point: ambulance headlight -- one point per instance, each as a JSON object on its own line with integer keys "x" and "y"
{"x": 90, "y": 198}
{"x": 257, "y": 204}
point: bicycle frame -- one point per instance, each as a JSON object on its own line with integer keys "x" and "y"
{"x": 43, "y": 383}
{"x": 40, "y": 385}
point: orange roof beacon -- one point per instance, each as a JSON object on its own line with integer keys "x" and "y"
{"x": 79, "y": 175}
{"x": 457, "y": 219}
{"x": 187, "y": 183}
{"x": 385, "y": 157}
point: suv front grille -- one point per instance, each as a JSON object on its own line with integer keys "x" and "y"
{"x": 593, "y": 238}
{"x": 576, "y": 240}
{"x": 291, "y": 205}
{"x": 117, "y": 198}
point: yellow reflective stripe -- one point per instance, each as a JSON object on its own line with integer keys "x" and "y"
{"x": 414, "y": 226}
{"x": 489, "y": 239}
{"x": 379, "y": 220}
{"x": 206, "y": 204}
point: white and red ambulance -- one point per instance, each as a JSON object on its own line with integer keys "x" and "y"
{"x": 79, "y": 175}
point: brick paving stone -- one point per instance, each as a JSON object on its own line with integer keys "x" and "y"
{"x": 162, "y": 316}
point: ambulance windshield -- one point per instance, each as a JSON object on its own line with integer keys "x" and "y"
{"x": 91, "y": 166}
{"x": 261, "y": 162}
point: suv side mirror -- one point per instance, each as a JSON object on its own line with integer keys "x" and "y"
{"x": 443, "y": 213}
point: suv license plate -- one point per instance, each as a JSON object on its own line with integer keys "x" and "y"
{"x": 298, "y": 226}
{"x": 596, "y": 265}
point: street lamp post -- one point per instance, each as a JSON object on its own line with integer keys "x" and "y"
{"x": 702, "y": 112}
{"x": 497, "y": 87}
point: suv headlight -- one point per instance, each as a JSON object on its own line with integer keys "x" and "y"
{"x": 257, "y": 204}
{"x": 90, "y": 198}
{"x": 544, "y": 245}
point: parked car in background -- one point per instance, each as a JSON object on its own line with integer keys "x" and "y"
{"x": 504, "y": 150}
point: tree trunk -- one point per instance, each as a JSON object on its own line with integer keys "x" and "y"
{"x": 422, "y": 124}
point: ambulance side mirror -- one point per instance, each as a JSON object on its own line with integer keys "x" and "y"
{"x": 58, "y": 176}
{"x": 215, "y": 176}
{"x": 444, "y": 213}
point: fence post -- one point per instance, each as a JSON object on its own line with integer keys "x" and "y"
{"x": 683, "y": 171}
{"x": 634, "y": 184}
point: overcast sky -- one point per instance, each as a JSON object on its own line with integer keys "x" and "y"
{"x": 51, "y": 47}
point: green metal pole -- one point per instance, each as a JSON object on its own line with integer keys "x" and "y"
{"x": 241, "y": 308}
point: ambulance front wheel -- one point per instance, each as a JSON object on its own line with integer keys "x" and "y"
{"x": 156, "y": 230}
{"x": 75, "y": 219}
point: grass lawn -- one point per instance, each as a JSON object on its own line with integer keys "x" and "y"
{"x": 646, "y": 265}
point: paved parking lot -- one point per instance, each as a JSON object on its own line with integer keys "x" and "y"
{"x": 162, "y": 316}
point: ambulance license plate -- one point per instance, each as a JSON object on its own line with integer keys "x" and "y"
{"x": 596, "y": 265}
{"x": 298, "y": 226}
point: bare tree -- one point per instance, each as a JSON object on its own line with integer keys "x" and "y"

■ Task
Pull every line of the material above, in order, and write each one out again with no changes.

■ Exercise answer
point: ambulance headlight -- one point per instance, each as a JSON object on its own line with integer keys "x" and "y"
{"x": 90, "y": 198}
{"x": 257, "y": 204}
point: bicycle frame -- one point per instance, each as a JSON object on its own line with integer keys "x" and "y"
{"x": 43, "y": 383}
{"x": 40, "y": 385}
point: orange roof beacon -- one point per instance, each as a JSON object on its own line with integer keys "x" and "y"
{"x": 79, "y": 175}
{"x": 457, "y": 219}
{"x": 187, "y": 183}
{"x": 385, "y": 157}
point: suv front grille -- one point per instance, each as a JSON object on its own line with integer keys "x" and "y"
{"x": 593, "y": 238}
{"x": 576, "y": 240}
{"x": 291, "y": 205}
{"x": 117, "y": 198}
point: yellow reflective stripe -- one point per instance, each as a JSON object on its own line with integer keys "x" and "y"
{"x": 414, "y": 226}
{"x": 489, "y": 239}
{"x": 379, "y": 220}
{"x": 206, "y": 204}
point: white and red ambulance -- one point per instance, each as a JSON object on its own line with integer keys "x" and "y"
{"x": 79, "y": 175}
point: brick paving stone -- one point per instance, each as a JSON object on its own line with integer keys "x" and "y"
{"x": 162, "y": 316}
point: ambulance windshield -- one point per instance, each as a JSON object on its own line with integer keys "x" and "y"
{"x": 91, "y": 166}
{"x": 261, "y": 162}
point: suv side mirror -- one point per instance, each as a JSON object on its own line with integer keys "x" and "y"
{"x": 443, "y": 213}
point: suv license plate -- one point per instance, each as a JSON object on its own line with integer keys "x" and "y"
{"x": 298, "y": 226}
{"x": 596, "y": 265}
point: street lamp post -- one point per instance, each as a JSON object on its own line with integer keys "x" and "y"
{"x": 702, "y": 112}
{"x": 497, "y": 87}
point: suv headlight -- one point per instance, each as a JSON object on its own line with integer keys "x" and "y"
{"x": 257, "y": 204}
{"x": 90, "y": 198}
{"x": 544, "y": 245}
point: parked car in background -- one point per instance, each as a JSON object on its own line with integer keys "x" and "y"
{"x": 504, "y": 150}
point: tree trunk -- one point per instance, each as a JSON object on its own line with integer keys "x" and "y"
{"x": 422, "y": 124}
point: ambulance side mirror -- one point per instance, each as a JSON object on its own line with integer keys "x" and "y"
{"x": 58, "y": 176}
{"x": 215, "y": 176}
{"x": 444, "y": 213}
point: fence post -- one point per instance, each as a JSON object on its own line with integer keys "x" and "y"
{"x": 683, "y": 171}
{"x": 634, "y": 184}
point: overcast sky -- one point per instance, each as a JSON object on its own line with integer keys "x" and "y"
{"x": 51, "y": 47}
point: green metal pole -- one point per instance, each as a JSON object on its own line with integer keys "x" and "y"
{"x": 241, "y": 308}
point: ambulance front wheel -- one point per instance, each as a JSON object on its own line with integer keys "x" and "y"
{"x": 156, "y": 230}
{"x": 75, "y": 219}
point: grass lawn -- one point per instance, each as a JSON object on its own line with integer keys "x" and "y"
{"x": 646, "y": 265}
point: paved parking lot -- one point per instance, each as a JSON object on its own line with integer keys "x" and "y"
{"x": 162, "y": 316}
point: ambulance license plate -- one point per instance, each as a JSON object on its own line with integer keys "x" and "y"
{"x": 596, "y": 265}
{"x": 298, "y": 226}
point: bare tree -- one point per instance, each as a JSON object on its own line with integer keys "x" and "y"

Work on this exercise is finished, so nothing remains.